Assignment: Give the data again exactly as written, without any of its pictures.

Supplied records:
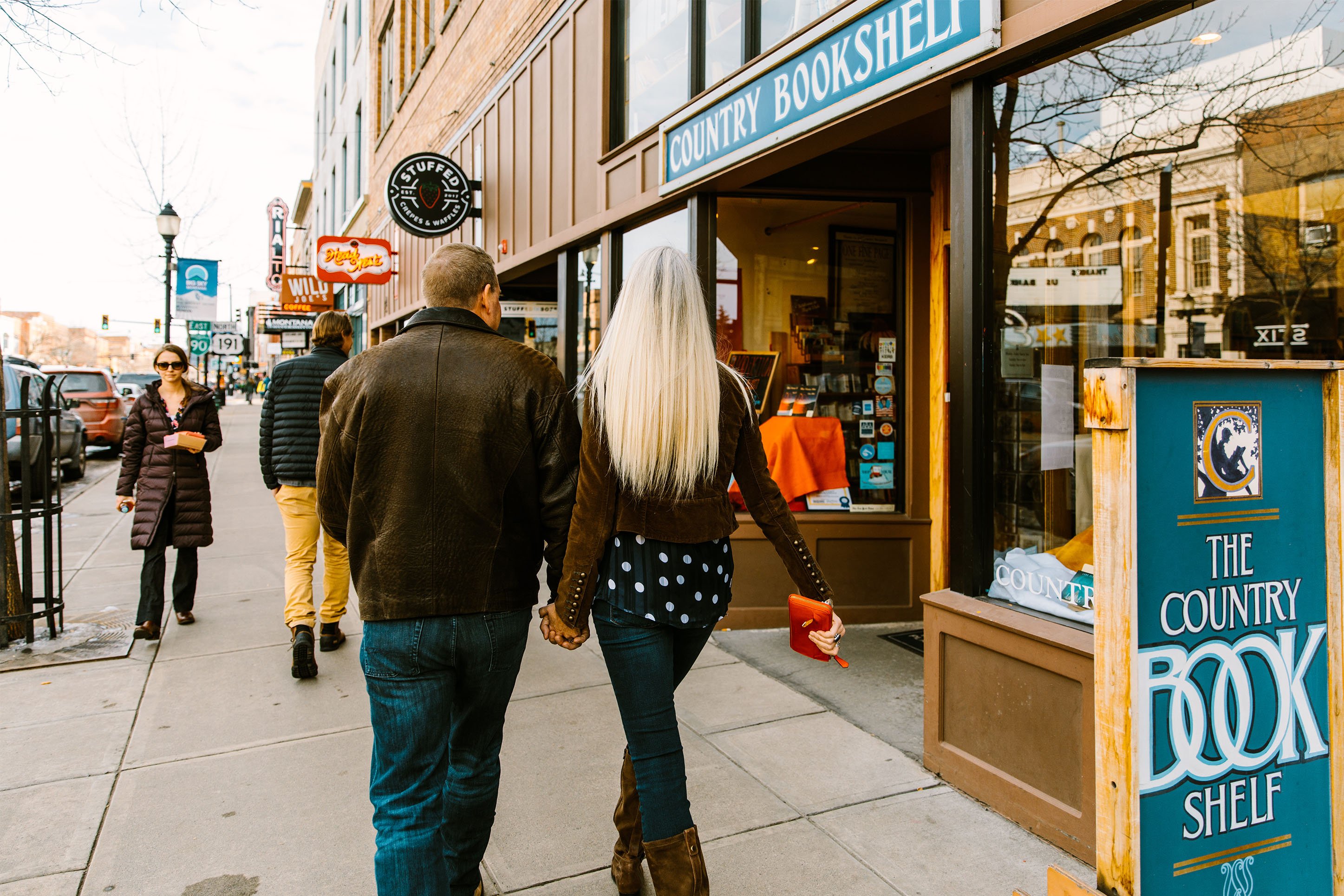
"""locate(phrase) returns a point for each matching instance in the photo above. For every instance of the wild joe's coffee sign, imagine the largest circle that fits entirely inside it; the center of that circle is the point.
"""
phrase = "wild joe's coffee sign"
(429, 195)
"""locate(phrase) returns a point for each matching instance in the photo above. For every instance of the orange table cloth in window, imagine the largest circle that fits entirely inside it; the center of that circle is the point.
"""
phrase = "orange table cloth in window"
(805, 456)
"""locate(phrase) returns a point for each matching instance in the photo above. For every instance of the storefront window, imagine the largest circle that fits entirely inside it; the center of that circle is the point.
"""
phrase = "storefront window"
(811, 305)
(653, 42)
(783, 18)
(722, 39)
(671, 230)
(1232, 118)
(656, 42)
(590, 308)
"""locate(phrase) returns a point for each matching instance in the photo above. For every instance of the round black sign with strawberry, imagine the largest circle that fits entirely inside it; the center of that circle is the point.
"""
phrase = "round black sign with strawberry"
(429, 195)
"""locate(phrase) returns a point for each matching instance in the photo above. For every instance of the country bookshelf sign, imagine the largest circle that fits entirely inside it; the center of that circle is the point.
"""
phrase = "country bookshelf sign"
(858, 56)
(1218, 625)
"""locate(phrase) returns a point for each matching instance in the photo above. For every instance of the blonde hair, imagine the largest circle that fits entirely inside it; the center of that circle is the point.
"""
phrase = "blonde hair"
(653, 382)
(331, 328)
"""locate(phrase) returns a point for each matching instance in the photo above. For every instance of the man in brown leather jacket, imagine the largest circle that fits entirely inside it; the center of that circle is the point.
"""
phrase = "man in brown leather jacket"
(447, 466)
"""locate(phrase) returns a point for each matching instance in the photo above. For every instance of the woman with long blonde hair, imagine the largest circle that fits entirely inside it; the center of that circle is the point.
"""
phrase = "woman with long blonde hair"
(667, 426)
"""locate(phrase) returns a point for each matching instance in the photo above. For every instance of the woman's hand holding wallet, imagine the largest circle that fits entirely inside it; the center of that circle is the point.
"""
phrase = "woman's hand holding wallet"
(815, 630)
(829, 642)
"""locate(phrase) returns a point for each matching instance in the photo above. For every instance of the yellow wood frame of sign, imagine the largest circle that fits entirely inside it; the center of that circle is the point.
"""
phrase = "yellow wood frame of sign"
(304, 293)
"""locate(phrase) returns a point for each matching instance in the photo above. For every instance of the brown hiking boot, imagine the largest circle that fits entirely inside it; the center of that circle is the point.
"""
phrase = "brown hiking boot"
(677, 865)
(628, 855)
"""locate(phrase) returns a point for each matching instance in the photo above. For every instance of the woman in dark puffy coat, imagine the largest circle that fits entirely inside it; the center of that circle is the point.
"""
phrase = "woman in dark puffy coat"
(169, 488)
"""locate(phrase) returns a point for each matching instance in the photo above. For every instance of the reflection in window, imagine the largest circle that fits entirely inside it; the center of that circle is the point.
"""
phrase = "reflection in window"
(781, 18)
(656, 42)
(1254, 268)
(1132, 246)
(1093, 253)
(1056, 255)
(722, 39)
(1199, 250)
(590, 308)
(1322, 198)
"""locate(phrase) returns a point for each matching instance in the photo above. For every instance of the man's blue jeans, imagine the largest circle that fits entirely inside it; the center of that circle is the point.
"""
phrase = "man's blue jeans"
(647, 661)
(437, 692)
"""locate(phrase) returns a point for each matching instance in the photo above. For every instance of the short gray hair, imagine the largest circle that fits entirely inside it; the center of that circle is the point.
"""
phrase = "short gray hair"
(456, 275)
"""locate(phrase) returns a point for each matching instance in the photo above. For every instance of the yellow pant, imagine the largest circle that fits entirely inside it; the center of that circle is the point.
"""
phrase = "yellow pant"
(299, 514)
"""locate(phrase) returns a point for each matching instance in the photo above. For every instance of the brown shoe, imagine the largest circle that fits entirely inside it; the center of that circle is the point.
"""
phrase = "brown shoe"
(677, 865)
(628, 855)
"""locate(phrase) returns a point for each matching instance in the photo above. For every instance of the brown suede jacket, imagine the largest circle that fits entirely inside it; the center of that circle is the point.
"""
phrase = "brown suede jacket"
(601, 508)
(447, 466)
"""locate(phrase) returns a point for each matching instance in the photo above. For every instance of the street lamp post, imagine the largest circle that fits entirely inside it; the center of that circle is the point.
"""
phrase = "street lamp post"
(170, 225)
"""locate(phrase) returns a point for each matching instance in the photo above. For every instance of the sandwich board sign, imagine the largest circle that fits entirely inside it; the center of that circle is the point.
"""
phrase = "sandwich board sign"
(1217, 503)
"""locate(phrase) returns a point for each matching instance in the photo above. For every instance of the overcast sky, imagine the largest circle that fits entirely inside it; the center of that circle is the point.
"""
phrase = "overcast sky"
(235, 91)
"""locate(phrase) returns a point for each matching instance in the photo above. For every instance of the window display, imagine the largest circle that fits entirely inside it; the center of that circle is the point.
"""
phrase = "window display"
(1170, 194)
(822, 284)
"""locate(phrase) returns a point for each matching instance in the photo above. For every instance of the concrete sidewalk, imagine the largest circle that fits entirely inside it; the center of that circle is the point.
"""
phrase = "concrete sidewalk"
(199, 767)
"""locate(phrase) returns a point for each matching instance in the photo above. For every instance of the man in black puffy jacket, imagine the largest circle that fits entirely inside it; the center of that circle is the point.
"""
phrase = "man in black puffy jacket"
(289, 438)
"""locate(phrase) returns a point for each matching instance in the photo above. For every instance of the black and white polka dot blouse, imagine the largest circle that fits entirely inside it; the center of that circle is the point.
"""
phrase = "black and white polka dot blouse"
(682, 585)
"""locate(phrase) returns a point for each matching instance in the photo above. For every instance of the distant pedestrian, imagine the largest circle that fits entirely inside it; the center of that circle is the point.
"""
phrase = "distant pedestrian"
(169, 488)
(289, 436)
(667, 428)
(447, 468)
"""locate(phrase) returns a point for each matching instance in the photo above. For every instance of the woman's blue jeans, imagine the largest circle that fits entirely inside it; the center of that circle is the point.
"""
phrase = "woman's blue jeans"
(437, 692)
(647, 661)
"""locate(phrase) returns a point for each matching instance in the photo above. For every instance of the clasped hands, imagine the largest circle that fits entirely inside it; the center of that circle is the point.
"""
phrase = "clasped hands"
(558, 632)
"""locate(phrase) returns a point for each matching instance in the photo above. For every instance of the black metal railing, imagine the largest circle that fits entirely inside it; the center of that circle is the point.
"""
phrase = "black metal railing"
(38, 418)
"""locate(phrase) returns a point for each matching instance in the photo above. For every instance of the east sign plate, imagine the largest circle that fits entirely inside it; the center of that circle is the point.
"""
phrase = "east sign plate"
(429, 195)
(1230, 710)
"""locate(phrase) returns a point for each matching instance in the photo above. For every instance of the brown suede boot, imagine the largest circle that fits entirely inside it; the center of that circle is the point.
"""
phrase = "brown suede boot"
(628, 853)
(677, 865)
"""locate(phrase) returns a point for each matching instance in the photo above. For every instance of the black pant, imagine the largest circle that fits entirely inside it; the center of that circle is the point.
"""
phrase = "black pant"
(157, 565)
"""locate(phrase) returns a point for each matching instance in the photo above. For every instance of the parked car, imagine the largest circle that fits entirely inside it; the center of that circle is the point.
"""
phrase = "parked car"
(132, 386)
(100, 404)
(72, 438)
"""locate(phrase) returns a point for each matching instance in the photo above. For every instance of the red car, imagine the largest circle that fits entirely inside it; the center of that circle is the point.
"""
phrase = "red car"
(100, 405)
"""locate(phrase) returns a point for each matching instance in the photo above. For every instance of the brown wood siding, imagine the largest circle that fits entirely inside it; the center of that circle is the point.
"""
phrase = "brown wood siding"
(588, 112)
(539, 187)
(541, 133)
(491, 184)
(562, 128)
(521, 186)
(506, 171)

Worked solution:
"""locate(phrase) returns a point for each matching instance in the photo above. For every instance of the wild joe's coffee sign, imagine the largest circle that fits entirely inside it; the center of that circle is the point.
"""
phrase = "wild joe's coffee sign"
(429, 195)
"""locate(phrase) returns a point for each matching instance in the photo above. For every instance of the orange table cloth in window, imagine the largest circle that fits entirely inside it; the center of that circle is the point.
"""
phrase = "orange table cloth in window"
(805, 456)
"""locate(phrase) returns a point for each matching instance in the photo above. For every instance of the storefront window, imagine the largest circle that fits entirely inside it; the center of that circle is the point.
"""
phrase = "storefront window"
(811, 305)
(653, 42)
(783, 18)
(722, 39)
(671, 230)
(1232, 118)
(656, 42)
(590, 308)
"""locate(phrase) returns a point for each matching instance in the photo above. For every instance of the round black sign with strawberry, imagine the largest circle that fits entirely inside it; the center of that circle is the point.
"""
phrase = "round black sign with strawberry"
(429, 195)
"""locate(phrase) returns a point for each matching instance in the photo above. For every instance of the country bookshelf sign, imagine the largest circle that fits entirely inside it; the center of that circle is the point.
"""
phrase = "country bookshelf sign"
(858, 56)
(1218, 625)
"""locate(phrase) returns a point for each matching instance in the photo above. For every instance of the blonde hair, imagine the largest circle that fits entirely inside it; the center of that circle is the point.
"""
phrase = "blonde hair"
(653, 382)
(331, 328)
"""locate(phrase) returns a point for each matching instance in the photo above. For every instance of the man in brown leather jacket, imagine the largest circle that fits entirely inside it; the center of that circle is the point.
"""
phrase = "man in brown leather jacket"
(447, 466)
"""locate(phrase) returns a point for each matching instance in the photo above. For every instance of the woman with long blonde hair, imagine the largest circle that fits entirely inside it; the center of that circle is the point.
"""
phrase = "woman with long blonde hair"
(667, 426)
"""locate(phrase) returns a point for each matching instance in the photo above. For every instance of the woman's hand holding wallet, imagine the largest circle that fits entirely inside it; the center of that circle is the point.
"""
phrase = "woman's hand holding wallet"
(815, 630)
(829, 642)
"""locate(phrase) returns a point for each matching instance in the photo above. For every instance of the yellow wood frame of sign, imagine the largest circle that fits entirely inside it; the center of that circle is the point.
"""
phrase = "yellow wood frame of sign"
(304, 293)
"""locate(phrase) returns a point for each matching instance in the photo above. For every instance of the brown hiking boot, imagine the largest circle that fits entirely inside it; the center of that circle is the point.
"""
phrase = "brown hiking boot"
(677, 865)
(628, 855)
"""locate(phrase) returns a point for each matching instance in the photo above. For every instance of the woman in dark puffy coat, imagine the largest circle that fits entirely inside it; the center of that circle is the point.
"""
phrase = "woman in dark puffy coat"
(169, 488)
"""locate(phrase) returns a point for each matching instance in the photo above. For every instance of the reflection in window, imagine the largest circle that fits entirely inside it; the center of that circle is the point.
"""
phrase = "reflection in window"
(781, 18)
(656, 42)
(1254, 268)
(1132, 246)
(1093, 253)
(1056, 255)
(722, 39)
(1199, 250)
(590, 308)
(1322, 198)
"""locate(phrase) returns a point for each matching instance in the photo above. For every instance of the man's blue jeans, imagine the largest circle that fits entirely inside it; the center of that circle is the point.
"""
phrase = "man's blue jeans"
(647, 661)
(437, 692)
"""locate(phrase) returns a point for each matching instance in the photo above. For every instance of the short gray hair, imagine the largest circle that fits entirely inside it; the center of that circle is the point.
"""
phrase = "short gray hair"
(456, 275)
"""locate(phrase) returns a point for each matching instance in the photo above. For every instance of the yellow pant, imagine the largest circle that fits entirely inside it; the center of that circle is the point.
"""
phrase = "yellow pant"
(299, 514)
"""locate(phrase) returns a point for each matching instance in the photo above. For every instance of the brown shoe, imagine the largest circle that fits entirely inside it; the center of that circle is the point.
"""
phrase = "brown shoe"
(677, 865)
(628, 855)
"""locate(phrase) returns a point for each matching instance in the photo above. For every instance of the brown suede jacket, imagine the largest circle that fits entirely inside it; the center of that circle is the point.
"""
phrase = "brown suede jacket"
(601, 508)
(447, 466)
"""locate(phrase) returns a point for each matching instance in the photo above. For every instance of the street lamp post, imagine the largest circle that fits entirely inside it; the center of that circle is the point.
"""
phrase = "street lamp post"
(170, 225)
"""locate(phrase) returns a point for each matching instance in the photo above. For every instance of the sandwich board sign, imagine the largest circle that fits entirely inside it; the center of that circle is the point.
"""
phrase = "sandwich board sign"
(1217, 503)
"""locate(phrase) returns a point for each matching instance in the photo above. For every instance of the overcast sky, imagine the largest circle that fits entirely inside it; the center of that circle is the point.
"""
phrase = "overcast sky"
(235, 91)
"""locate(phrase) returns a point for each matching instance in the photo above. For every instance of the window display, imagine the largest circle that fits entirely inside it; the center of that circle is the point.
"""
phrase = "window display"
(1170, 194)
(822, 284)
"""locate(phrase) returns a point for each matching instance in the photo above. For every instance of the concrete sidewalk, imagine the largest circle that fits entirely inside it; the center of that circle is the point.
"""
phrase = "concrete sidewalk"
(199, 767)
"""locate(phrase) returns a point for each matching instance in the photo above. For every instance of the man in black puffy jacket, imagine the largest circle that fits entirely inside it; the center of that circle is the point.
"""
phrase = "man in black puffy jacket"
(289, 438)
"""locate(phrase) returns a point for each matching instance in the photo above. For every instance of the black and white polka dot blouse, imagine the largest circle that fits entirely inside it; the center of that circle is the point.
"""
phrase = "black and white polka dot blouse"
(682, 585)
"""locate(phrase) returns a point for each matching instance in the photo above. For every instance of the distant pedestrian, imagine the largest circle that fits entirely inside it; the center of that circle is the point.
"""
phrase = "distant pedestrian"
(169, 488)
(289, 436)
(667, 428)
(447, 468)
"""locate(phrase) returns a point for each matching instance in the photo above. For every instance of the woman's blue jeans, imagine the largest circle that fits entirely inside it; the center of that circle is the point.
"""
phrase = "woman's blue jeans"
(437, 692)
(647, 661)
"""locate(phrase) returns a point for each matching instance in the photo above. For every instance of the clasped hands, imagine the largest circle that fits entirely inside it; the center of that circle is the point.
"""
phrase = "clasped hands"
(558, 632)
"""locate(phrase) returns a point for each matching instance in the photo above. For every instance of the black metal railing, imagine the largest circle that fits entirely inside it; the center of that circle is the point.
"""
phrase = "black metal railing"
(38, 418)
"""locate(phrase) returns a point for each matching instance in the photo above. For every instance of the east sign plate, imagine the largest circle that fits entirely inside it; the center of that circle is the point.
"""
phrase = "east sign plate"
(429, 195)
(1230, 710)
"""locate(phrase) returns a point for each matching instance in the photo above. For every instance of the brown suede boot, imagine the largest circle that fits entirely inside it; the center of that circle is the point.
"""
phrase = "brown suede boot"
(628, 853)
(677, 865)
"""locate(phrase) returns a point for each matching instance in the photo above. For every instance of the black pant, imagine the largest circle that fits entirely inside it; the center of that circle is the point.
"""
phrase = "black pant"
(157, 565)
"""locate(phrase) returns a point for each matching instance in the photo above. For every instance of the parked car, imagine the largest circle that fits entirely inside it; the center of that circle is the point.
"""
phrase = "parked car"
(132, 386)
(100, 404)
(72, 438)
"""locate(phrase) returns a point for each matching instance in the photo above. For every instance of the red car, imagine the largest circle that fits entirely inside it; the center of that circle is the point.
"""
phrase = "red car"
(100, 405)
"""locate(phrase) returns a point for each matching instance in the photo above. For every instance of the brown wood siding, imagine the largest circle that fits entirely inside it; the center of that circle is the point.
"""
phrase = "brown wood siding"
(588, 112)
(539, 187)
(541, 133)
(491, 184)
(562, 128)
(521, 186)
(506, 171)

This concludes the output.